:: TASK STATEMENT ::
Reproduce the rows below, putting "single tab" in place of "single space" wherever it occurs and leaving everything else unchanged.

:: LISTED ENTRIES ::
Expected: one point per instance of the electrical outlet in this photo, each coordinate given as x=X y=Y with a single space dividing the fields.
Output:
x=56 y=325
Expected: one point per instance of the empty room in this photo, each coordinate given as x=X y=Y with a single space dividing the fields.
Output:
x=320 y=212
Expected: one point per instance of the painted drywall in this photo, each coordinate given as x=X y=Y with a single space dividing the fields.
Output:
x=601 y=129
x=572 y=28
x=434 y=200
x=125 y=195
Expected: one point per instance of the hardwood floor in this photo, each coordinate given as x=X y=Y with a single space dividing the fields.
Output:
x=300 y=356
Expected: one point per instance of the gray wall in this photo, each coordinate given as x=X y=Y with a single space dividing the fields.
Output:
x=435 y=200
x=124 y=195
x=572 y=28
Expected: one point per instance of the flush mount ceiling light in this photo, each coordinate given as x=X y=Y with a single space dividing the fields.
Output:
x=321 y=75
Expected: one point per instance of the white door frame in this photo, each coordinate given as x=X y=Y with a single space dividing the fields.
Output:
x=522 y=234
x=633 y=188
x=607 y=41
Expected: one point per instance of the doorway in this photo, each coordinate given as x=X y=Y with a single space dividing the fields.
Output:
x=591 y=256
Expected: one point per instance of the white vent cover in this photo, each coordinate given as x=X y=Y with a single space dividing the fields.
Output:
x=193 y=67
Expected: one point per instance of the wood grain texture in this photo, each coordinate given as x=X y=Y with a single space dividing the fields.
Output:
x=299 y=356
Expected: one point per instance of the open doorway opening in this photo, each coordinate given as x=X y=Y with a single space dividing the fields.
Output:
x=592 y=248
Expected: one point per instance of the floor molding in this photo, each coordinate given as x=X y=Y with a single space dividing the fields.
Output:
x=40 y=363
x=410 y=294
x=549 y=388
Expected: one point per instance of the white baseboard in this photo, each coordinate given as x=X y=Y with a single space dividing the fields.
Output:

:: EXERCISE OUTPUT ::
Expected: one point per instance of the electrical outlet in this photo, each coordinate given as x=X y=Y with a single tab dividing the fields.
Output:
x=56 y=325
Expected: one point per instance of the empty room in this photo, each coordinate given as x=X y=Y with a single tab dividing the fields.
Output:
x=320 y=212
Expected: one point per instance of the painted drywall in this photo, each coordinate given as x=X y=Y with a single tab dividing the fields.
Output:
x=601 y=129
x=572 y=28
x=434 y=200
x=125 y=195
Expected: one point per instance of the hardwood floor in this photo, each coordinate given as x=X y=Y with a single tab dividing the fields.
Output:
x=300 y=356
Expected: one point per instance of the gray wall in this photo, each coordinate given as x=X y=Y with a single tab dividing the fields.
Output:
x=435 y=200
x=124 y=195
x=572 y=28
Expected: one point per instance of the flush mount ceiling light in this photo, each coordinate given as x=X y=Y with a single tab dividing the fields.
Output:
x=321 y=75
Expected: one point per instance of the white door frame in this photo, each coordinate given as x=X y=Y with a single tab dividing the fields.
Output:
x=522 y=234
x=633 y=188
x=607 y=41
Expected: one point per instance of the doorway in this photo, each coordinate given as x=X y=Y with a single tab dividing the fields.
Output:
x=591 y=256
Expected: one point per instance of the white vent cover in this photo, each coordinate given as x=X y=Y with a single tab dividing the fields.
Output:
x=193 y=67
Expected: one point per instance of the wood grain texture in this photo, each coordinate given as x=X y=Y with a single tab dividing the fields.
Output:
x=299 y=356
Expected: one point per instance of the open doorway opening in this photo, each coordinate given as x=X y=Y with a single tab dividing the fields.
Output:
x=592 y=248
Expected: one point per instance of the floor molding in this photo, each coordinate given as x=X y=Y with a single tab dividing the fields.
Output:
x=40 y=363
x=410 y=294
x=549 y=388
Expected: one point per instance of the white baseboard in this photo, each coordinate given as x=X y=Y with a single tab dividing the fields.
Output:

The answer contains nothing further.